Requirement
Rewrite every line of the material, replacing "evaluation set" with "test set" wherever it occurs and leaving all other text unchanged.

Pointing dataset records:
——

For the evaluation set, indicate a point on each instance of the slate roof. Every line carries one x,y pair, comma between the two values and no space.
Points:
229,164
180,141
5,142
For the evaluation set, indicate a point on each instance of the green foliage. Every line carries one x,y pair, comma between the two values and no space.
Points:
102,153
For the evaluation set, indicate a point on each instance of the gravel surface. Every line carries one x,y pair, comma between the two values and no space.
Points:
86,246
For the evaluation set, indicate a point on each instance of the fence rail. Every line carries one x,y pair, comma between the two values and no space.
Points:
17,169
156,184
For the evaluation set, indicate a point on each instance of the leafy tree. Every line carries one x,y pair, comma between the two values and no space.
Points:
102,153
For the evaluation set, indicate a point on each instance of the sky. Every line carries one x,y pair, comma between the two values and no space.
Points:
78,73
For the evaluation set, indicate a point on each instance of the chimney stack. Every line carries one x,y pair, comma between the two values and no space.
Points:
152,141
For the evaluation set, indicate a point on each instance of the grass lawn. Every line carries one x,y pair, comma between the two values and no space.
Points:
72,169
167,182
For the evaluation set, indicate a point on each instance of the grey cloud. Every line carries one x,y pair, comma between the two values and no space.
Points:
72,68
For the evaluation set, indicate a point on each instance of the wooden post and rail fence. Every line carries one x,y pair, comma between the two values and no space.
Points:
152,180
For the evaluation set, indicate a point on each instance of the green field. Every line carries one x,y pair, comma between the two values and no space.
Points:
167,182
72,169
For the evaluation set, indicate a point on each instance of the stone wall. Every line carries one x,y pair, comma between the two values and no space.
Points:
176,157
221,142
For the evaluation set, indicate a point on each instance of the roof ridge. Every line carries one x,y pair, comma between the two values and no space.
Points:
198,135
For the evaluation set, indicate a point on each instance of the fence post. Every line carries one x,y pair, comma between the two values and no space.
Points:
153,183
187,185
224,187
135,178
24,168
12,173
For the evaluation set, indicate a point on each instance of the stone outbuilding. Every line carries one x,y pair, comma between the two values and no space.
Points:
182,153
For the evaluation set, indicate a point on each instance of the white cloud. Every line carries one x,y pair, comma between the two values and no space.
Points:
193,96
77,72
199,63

——

Written solution
For the test set, indicate a point on each instance of the slate roof. Every line carries one x,y pair, comma between the two values and no space.
Points:
229,164
180,141
5,142
For the test set, indicate a point on each instance of the green foliage. Every line carries one x,y pair, comma between the two values and no space.
Points:
102,153
For the test set, indicate a point on each instance of the gravel surface. Every line carries one x,y pair, comma between the two values and no space.
Points:
86,246
For the test set, indicate a point on each instance of the fence rail. Every line carries one x,y pair, comma between the two values and no space.
Points:
17,169
156,184
For the test set, indicate a point on each instance of the leafy tree. Every line carries one x,y pair, comma between the two values and no space.
Points:
102,153
For the test set, indicate a point on each instance of the sky. Every line carries one x,y pair, comma between the two values and no space.
Points:
78,73
For the test set, indicate a point on each instance of the chimney stack. Every line carries one x,y pair, comma between the two values and no space.
Points:
152,141
For the test set, indicate a point on each instance of the grass lawn. Every line carries one x,y pair, comma between the two values and no space.
Points:
72,169
167,182
For the test set, indicate a point on each instance of the grey cloud. Every line carries one x,y pair, comma between the two values and no space.
Points:
72,68
For the test set, indicate a point on each instance of the wooden post and rail fence. Every line carries one x,y pair, comma between the two values and no space.
Points:
152,180
For the test set, indicate a point on each instance of the green field. Every line carries one x,y pair, comma between the two values and no space.
Points:
167,182
72,169
For the test set, indicate a point on each instance of the stone wall. Every line carries one x,y pair, comma between the two values and no space.
Points:
176,157
221,142
For the test set, indicate a point on each instance of the roof ridge. Every line carries one x,y pair, comma between the two values and no space.
Points:
198,135
For the test set, indicate a point on each instance of the fence post. Every line carries one x,y pair, comma between the two values and no space.
Points:
153,183
187,185
224,187
135,178
24,168
12,173
For the test set, indicate a point on each instance of the stone outbuilding. Every line carries one x,y pair, comma between the two values and no space.
Points:
182,153
For the test set, indicate a point on each instance of the white cloud. Every line carries one x,y pair, comma between the two values and no space.
Points:
193,96
77,72
199,63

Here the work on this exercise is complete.